==== Provided records ====

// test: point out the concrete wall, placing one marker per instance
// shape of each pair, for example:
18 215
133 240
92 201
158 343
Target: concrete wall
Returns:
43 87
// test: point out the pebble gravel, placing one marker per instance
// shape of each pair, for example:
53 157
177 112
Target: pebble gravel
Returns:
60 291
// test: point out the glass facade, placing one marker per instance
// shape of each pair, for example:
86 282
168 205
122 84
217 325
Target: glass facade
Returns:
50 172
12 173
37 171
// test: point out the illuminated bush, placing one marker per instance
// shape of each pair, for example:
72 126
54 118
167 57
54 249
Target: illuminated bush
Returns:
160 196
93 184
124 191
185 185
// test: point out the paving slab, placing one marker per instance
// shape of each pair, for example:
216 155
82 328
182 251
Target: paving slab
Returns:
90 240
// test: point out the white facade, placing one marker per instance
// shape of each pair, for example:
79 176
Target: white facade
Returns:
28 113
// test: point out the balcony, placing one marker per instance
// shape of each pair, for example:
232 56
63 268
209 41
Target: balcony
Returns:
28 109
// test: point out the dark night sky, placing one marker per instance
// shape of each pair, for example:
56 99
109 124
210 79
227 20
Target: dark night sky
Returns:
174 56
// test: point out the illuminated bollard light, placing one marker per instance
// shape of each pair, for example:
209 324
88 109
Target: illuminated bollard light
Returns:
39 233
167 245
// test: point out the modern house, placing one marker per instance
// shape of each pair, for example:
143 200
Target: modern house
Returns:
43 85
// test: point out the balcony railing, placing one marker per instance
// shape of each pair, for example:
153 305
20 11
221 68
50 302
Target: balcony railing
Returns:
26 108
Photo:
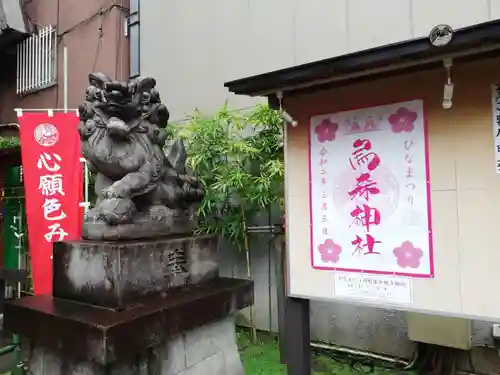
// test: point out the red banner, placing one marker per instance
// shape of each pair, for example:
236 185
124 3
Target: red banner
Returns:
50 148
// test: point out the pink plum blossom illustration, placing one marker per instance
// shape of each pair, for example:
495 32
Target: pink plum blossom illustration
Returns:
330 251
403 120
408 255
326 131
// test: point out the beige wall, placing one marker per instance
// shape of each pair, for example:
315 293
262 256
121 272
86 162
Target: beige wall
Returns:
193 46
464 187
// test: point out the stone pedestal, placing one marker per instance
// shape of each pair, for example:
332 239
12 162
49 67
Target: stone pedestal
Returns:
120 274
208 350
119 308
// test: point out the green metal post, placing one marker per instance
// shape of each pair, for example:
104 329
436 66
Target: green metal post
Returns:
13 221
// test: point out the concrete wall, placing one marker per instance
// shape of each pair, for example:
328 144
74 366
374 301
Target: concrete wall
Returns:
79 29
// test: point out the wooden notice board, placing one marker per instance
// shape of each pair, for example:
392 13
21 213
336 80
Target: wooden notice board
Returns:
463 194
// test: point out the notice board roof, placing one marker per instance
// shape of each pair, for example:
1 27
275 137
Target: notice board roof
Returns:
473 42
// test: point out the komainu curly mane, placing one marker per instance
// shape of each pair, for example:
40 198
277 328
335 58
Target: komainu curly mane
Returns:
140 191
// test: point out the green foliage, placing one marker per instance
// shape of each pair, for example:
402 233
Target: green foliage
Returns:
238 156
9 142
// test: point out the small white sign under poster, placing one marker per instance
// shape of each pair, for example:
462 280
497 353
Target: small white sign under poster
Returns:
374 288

====
==== Provided records ====

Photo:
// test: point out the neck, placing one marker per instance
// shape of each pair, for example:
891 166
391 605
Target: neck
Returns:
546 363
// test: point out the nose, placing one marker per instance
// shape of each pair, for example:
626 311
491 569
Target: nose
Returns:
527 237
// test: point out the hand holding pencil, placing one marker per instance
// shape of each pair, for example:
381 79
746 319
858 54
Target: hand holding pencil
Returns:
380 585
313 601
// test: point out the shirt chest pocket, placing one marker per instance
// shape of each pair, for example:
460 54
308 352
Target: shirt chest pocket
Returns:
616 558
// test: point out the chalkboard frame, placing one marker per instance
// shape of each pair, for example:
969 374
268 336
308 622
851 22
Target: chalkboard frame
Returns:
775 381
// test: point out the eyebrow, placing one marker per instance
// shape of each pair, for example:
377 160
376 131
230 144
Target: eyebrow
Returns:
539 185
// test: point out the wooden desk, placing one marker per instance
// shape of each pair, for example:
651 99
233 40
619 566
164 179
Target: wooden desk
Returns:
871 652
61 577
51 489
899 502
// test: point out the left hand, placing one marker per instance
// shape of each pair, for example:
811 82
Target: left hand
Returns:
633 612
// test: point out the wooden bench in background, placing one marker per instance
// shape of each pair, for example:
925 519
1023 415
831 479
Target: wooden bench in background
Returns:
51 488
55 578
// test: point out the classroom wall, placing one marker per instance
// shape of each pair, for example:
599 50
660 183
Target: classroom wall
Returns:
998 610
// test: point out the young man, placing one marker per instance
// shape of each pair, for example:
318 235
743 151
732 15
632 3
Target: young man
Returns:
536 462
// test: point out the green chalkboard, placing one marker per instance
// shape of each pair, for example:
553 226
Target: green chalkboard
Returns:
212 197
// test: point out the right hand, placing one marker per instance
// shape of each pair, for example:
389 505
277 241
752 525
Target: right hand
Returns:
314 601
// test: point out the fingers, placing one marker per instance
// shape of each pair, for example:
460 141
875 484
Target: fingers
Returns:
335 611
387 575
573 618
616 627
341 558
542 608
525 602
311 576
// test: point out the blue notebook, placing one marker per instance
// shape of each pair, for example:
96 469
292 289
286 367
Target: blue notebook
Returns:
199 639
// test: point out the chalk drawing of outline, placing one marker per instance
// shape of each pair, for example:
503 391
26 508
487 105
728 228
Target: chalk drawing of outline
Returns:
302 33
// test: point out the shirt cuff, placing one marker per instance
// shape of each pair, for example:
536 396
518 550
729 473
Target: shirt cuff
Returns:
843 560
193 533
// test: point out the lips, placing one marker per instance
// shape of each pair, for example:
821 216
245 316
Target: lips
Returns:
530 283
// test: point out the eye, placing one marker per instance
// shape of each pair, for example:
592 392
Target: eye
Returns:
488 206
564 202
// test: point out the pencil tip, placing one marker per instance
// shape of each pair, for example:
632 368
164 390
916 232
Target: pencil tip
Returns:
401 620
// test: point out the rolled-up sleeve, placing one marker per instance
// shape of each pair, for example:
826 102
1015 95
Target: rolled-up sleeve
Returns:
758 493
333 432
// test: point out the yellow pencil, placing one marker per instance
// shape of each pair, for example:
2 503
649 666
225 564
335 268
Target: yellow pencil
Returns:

====

■ **What to produce**
List each line of the listing above that contains the word "nose".

■ **Written answer**
// test: point out the nose, placing one marker per instance
Target: nose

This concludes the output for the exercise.